— Begin —

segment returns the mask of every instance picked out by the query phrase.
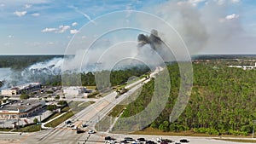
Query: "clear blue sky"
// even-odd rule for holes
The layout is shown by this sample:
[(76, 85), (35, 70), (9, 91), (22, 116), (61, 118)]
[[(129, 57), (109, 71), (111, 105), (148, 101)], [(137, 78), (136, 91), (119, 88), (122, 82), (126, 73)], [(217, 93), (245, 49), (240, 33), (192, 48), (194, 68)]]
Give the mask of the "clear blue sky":
[[(229, 51), (236, 51), (236, 54), (256, 54), (256, 1), (172, 2), (175, 2), (172, 4), (190, 4), (200, 13), (206, 14), (207, 10), (205, 8), (209, 8), (211, 4), (217, 5), (225, 9), (224, 15), (218, 15), (218, 23), (236, 20), (236, 25), (239, 25), (238, 29), (242, 32), (239, 34), (242, 35), (239, 37), (242, 39), (242, 46), (236, 47), (234, 50), (230, 50), (231, 48), (216, 50), (212, 44), (201, 49), (199, 54), (229, 54)], [(116, 10), (141, 10), (157, 14), (151, 8), (165, 3), (170, 4), (166, 0), (0, 0), (0, 55), (61, 55), (72, 37), (90, 20)], [(212, 11), (214, 9), (212, 9)], [(218, 8), (215, 11), (218, 13)], [(212, 14), (209, 14), (209, 19), (211, 16)], [(235, 26), (226, 25), (230, 27)], [(218, 41), (215, 39), (212, 43)], [(220, 47), (225, 46), (232, 47), (226, 43)]]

— End —

Work to complete: Copy the material above, swapping each "mask" for "outline" and changing nothing else. Leave the picture out.

Written answer:
segment returns the outline of every instance picked out by the query phrase.
Query: "clear blue sky"
// even-odd rule for holes
The layout is shown by this sample:
[(76, 85), (35, 70), (9, 91), (22, 116), (61, 118)]
[[(129, 57), (109, 71), (111, 105), (148, 101)], [(137, 78), (136, 91), (119, 88), (122, 82), (126, 73)], [(217, 93), (245, 49), (240, 33), (192, 48), (194, 68)]]
Give the outline of the "clear blue sky":
[[(229, 51), (236, 51), (236, 54), (256, 54), (256, 1), (172, 2), (175, 2), (172, 4), (190, 4), (200, 13), (206, 14), (207, 10), (205, 8), (209, 8), (211, 4), (217, 5), (225, 9), (224, 15), (218, 15), (218, 23), (236, 20), (236, 25), (239, 25), (238, 29), (242, 32), (239, 34), (242, 35), (239, 37), (242, 39), (242, 46), (236, 47), (234, 50), (230, 50), (231, 48), (216, 50), (212, 44), (201, 49), (199, 54), (229, 54)], [(116, 10), (141, 10), (157, 14), (151, 8), (165, 3), (170, 4), (166, 0), (0, 0), (0, 55), (61, 55), (72, 37), (90, 20)], [(212, 11), (214, 9), (212, 9)], [(218, 8), (215, 11), (218, 13)], [(212, 14), (209, 14), (209, 19), (211, 16)], [(235, 26), (226, 25), (230, 27)], [(218, 41), (215, 39), (212, 43)], [(220, 47), (225, 46), (232, 47), (226, 43)]]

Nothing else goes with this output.